Kovuşturmaya yer olmadığına dair kararı anlatan metni son cümlesinin ardından devralıp sürdürün.
══ Sağlanan metin
Kovuşturmaya Yer Olmadığına Dair Kararı Nedir?

Kovuşturmaya Yer Olmadığına Dair Kararı Nedir?

Kovuşturmaya yer olmadığına dair karar CMK'nın 172/1. maddesinde düzenlenmiş olup, buna göre; Cumhuriyet savcısı, soruşturma evresi sonunda, kamu davasının açılması için yeterli şüphe oluşturacak delil elde edilememesi veya kovuşturma olanağının bulunmaması hâllerinde kovuşturmaya yer olmadığına karar verir. Bu karar, suçtan zarar gören ile önceden ifadesi alınmış veya sorguya çekilmiş şüpheliye bildirilir. Verilen bu kararda itiraz hakkı, süresi ve mercii gösterilir.
════
══ Sağlanan veriler
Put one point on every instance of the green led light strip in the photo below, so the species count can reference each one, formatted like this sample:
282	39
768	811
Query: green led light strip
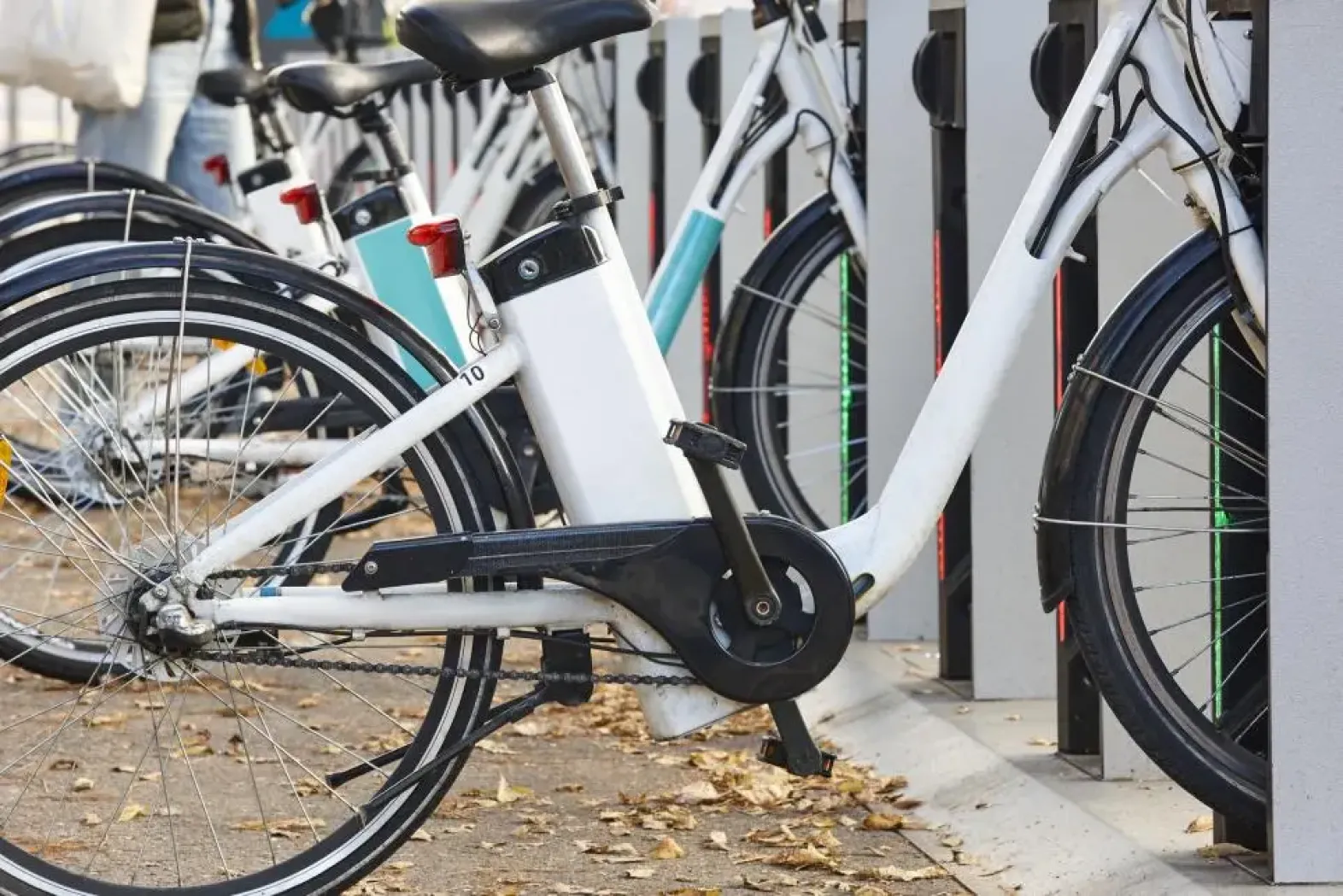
════
Alıştırma yanıtı.
Bilindiği üzere;

Kamu davası açma görevi CMK 170/1. maddesiyle, Cumhuriyet savcısına verilmiştir. Aynı maddenin 2. fıkrasında ise Cumhuriyet savcısı, soruşturma aşamasında topladığı deliller ışığında, suçun işlendiği hususunda yeterli şüpheye ulaşmışsa iddianame düzenler.

Ancak, Cumhuriyet savcısı kamu davası açmak için öngörülen yeterli şüpheye ulaşamaz ise kovuşturmaya yer olmadığına dair kararı verir. Bura da tartışılması gereken husus yeterli şüphe kavramıdır. Yeterli şüpheyi en basit haliyle, kişinin isnad edilen suçtan mahkum olma ihtimalinin beraat etme ihtimalinden yüksek olması şeklinde tarif edebilir. Yeterli şüphenin varlığı için Cumhuriyet savcısı tarafından akla, bilime, hukuka ve mantığa uygun toplanmış somut delillere ihtiyaç vardır.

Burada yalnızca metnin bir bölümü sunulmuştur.